#### TEXT EXCERPT:
STAFF NEWS & ANALYSIS
Alan Blinder: Six Errors on the Path to the Financial Crisis
By - January 27, 2009

What's a nice economy like America's doing in a place like this? As the United States descends into what is likely to be its worst postwar recession, Americans are distressed, bewildered and asking serious questions: Didn't we learn how to avoid such catastrophes decades ago? Has American-style capitalism failed us so badly that it needs a radical overhaul? The answers, I believe, are yes and no. The capitalist system did not condemn Americans to this fate. Instead, it was largely a series of avoidable – yes, avoidable – human errors. Recognizing and understanding these errors will help fix the system so that it doesn't malfunction so badly again. And it can be done without ending capitalism as we know it. My list of errors has six whoppers, in chronological order. I omit mistakes that became clear only in hindsight, limiting myself to those where prominent voices advocated a different course at the time. Had these six choices been different, I believe the inevitable bursting of the housing bubble would have caused far less harm. – International Herald Tribune

Dominant Social Theme: Recognize the blame and assign it.

#### MATERIAL:
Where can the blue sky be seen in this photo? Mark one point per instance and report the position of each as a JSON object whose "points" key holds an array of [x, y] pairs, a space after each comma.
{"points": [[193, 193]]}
---
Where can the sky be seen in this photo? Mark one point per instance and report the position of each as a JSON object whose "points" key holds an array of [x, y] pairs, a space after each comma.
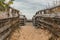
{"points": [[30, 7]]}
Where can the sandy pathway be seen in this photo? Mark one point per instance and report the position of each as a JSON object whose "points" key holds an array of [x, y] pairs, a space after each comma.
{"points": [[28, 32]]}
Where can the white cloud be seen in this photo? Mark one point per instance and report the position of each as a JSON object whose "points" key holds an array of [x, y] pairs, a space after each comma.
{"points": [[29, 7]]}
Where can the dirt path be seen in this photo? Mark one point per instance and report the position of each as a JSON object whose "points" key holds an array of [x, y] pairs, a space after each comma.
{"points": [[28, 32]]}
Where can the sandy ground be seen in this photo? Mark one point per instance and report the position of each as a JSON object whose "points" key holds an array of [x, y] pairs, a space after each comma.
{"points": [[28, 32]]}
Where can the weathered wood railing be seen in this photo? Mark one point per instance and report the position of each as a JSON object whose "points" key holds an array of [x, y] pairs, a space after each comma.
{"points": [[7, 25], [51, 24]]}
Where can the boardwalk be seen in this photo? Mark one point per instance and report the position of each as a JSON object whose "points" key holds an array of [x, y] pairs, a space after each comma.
==
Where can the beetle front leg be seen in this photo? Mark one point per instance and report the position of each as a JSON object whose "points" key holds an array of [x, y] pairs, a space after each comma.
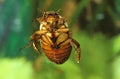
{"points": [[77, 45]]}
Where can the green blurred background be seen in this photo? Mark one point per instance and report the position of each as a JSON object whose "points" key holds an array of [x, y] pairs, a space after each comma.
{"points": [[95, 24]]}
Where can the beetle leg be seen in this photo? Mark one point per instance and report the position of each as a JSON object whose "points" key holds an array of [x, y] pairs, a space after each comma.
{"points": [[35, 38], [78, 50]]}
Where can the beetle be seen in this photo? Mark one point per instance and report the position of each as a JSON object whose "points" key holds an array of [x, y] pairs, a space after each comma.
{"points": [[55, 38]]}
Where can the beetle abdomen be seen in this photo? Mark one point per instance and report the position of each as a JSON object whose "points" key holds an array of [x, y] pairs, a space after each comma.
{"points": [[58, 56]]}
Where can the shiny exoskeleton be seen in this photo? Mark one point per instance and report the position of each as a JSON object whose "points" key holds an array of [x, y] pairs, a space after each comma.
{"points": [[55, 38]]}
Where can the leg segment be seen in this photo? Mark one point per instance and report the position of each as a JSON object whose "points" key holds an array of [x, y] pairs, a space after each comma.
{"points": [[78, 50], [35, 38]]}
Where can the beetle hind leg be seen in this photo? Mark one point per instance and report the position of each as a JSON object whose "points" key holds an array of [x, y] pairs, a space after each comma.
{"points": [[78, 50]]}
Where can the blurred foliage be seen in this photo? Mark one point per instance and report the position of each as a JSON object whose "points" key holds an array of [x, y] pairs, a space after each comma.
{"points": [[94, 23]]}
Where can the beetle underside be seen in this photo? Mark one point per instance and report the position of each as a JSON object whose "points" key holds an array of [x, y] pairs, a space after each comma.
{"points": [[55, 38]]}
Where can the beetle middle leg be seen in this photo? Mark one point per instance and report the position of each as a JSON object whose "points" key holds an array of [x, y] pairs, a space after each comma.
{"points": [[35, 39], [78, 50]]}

#### SET TASK:
Carry on the commentary on the six errors behind the financial crisis from its last line.

#### RESULT OF THE EXERCISE:
Free-Market Analysis: One of the illuminating experiences of living through a fiat-money crash is to see how the system perpetuates itself, even though the system itself may be at least partially at fault. This article, excerpted above, is a beautiful example, our estimation, of propaganda of the highest order. It is written by a former vice-chairman of the American Federal Reserve, a man of seeming impeccable credentials. Here is how the article bio itself describes him: Alan Blinder is a professor of economics and public affairs at Princeton University and former vice chairman of the U.S. Federal Reserve. He has advised many Democratic politicians.

Yes, Binder is certainly partisan, but the article itself is written in an analytical way. Sorrowfully, not shrilly, he lists six errors that made the financial downturn much worse. The beauty of this approach is that he is correct – no one could really argue too much with his conclusions, as far as they go. But that is just the point. You have to travel further. Here are the six well-reasoned points.

WILD DERIVATIVES. In 1998, when Brooksley Born, then chairwoman of the Commodity Futures Trading Commission, sought to extend its regulatory reach into the derivatives world, top U.S. officials of the Treasury Department, the Federal Reserve and the Securities and Exchange Commission squelched the idea.

SKY-HIGH LEVERAGE. The second error came in 2004, when the SEC let securities firms raise their leverage sharply. Before then, leverage of 12 to 1 was typical; afterward, it shot up to more like 33 to 1.

A SUBPRIME SURGE. The next error came in stages, from 2004 to 2007, as subprime lending grew from a small corner of the mortgage market into a large, dangerous one. Lending standards fell disgracefully, and dubious transactions became common.

FIDDLING ON FORECLOSURES. The government's continuing failure to do anything large and serious to limit foreclosures is tragic. The broad contours of the foreclosure tsunami were clear more than a year ago.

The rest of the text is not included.